> [Article]:
SQL ... and now GQL

By Alastair Green (Lead, Query Languages Standards and Research Group at Neo4j)  |  12 September 2019

This is a reproduction of the article originally posted here.

A standard query language for property graphs

It’s official. In June national standards bodies around the world belonging to ISO/IEC’s Joint Technical Committee 1 (which is responsible for IT standards) started voting on the GQL project proposal. Earlier this week, the ballot closed and the proposal passed, with seven countries putting experts forward to work on the four-year project.

GQL stands for “Graph Query Language”. The new language will be developed and maintained by the same international working group that looks after the SQL standard. GQL draws heavily on existing languages.

The main inspirations have been Cypher (now with over ten implementations, including six commercial products), Oracle’s PGQL and SQL itself, as well as new extensions for read-only property graph querying to SQL. Tigergraph’s GSQL, although coming from a stylistically different starting point than the other inputs, is another noteworthy contribution, whose authors have shown strong commitment to the GQL project.

It’s well over thirty years since the SQL project started, initially as an ANSI standard: GQL is the first ISO/IEC international standard database languages project after SQL. Ten countries voted for the new project: China, Korea, Sweden, the U.S., Germany, the U.K., the Netherlands, Denmark, Kazakhstan, Canada and Finland. Five abstained on grounds of lack of expertise to judge or comment on the proposal. The diagram below shows the countries who have not only voted “Yes”, but also pledged expert participation.

Only Japan voted against. Japan’s accompanying comments are interesting. They put forward two arguments: that existing languages out there already do the job, and specifically that SQL/Property Graph Query extensions in conjunction with the rest of the SQL standard can cover the ground.

I’d like to give my take on why the advocates of GQL were right to propose a new standard language alongside SQL.

> [Material supplied]:
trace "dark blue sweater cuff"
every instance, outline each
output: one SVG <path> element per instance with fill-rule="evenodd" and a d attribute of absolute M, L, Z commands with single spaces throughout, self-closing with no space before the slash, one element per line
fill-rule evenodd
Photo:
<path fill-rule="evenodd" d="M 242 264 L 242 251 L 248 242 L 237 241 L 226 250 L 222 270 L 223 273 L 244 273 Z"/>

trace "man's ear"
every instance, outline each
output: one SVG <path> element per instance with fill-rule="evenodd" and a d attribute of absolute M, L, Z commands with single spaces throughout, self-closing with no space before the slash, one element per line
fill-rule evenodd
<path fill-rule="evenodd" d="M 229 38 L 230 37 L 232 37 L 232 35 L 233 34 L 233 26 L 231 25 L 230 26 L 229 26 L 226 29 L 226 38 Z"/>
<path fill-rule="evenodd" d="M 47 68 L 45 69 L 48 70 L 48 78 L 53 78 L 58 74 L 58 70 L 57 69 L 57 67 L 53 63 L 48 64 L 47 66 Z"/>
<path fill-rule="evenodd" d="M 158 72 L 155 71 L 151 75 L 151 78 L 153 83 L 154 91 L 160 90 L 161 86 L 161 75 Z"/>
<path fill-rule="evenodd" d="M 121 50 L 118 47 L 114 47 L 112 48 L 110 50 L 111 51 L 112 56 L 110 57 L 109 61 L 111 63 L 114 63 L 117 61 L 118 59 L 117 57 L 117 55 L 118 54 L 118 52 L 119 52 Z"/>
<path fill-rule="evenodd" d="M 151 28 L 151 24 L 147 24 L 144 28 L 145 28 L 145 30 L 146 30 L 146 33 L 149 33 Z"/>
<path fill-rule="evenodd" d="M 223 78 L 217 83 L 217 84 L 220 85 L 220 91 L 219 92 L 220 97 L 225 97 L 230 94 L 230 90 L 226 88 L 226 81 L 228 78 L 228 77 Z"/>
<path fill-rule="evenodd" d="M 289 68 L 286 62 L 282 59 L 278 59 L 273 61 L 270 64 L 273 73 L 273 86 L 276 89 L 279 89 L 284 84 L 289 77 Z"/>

> [Exercise objective]:
Reproduce everything in the GQL article from "A standard query" down to "on existing languages.", replacing "ballot" with "vote".

> [Task response]:
A standard query language for property graphs

It’s official. In June national standards bodies around the world belonging to ISO/IEC’s Joint Technical Committee 1 (which is responsible for IT standards) started voting on the GQL project proposal. Earlier this week, the vote closed and the proposal passed, with seven countries putting experts forward to work on the four-year project.

GQL stands for “Graph Query Language”. The new language will be developed and maintained by the same international working group that looks after the SQL standard. GQL draws heavily on existing languages.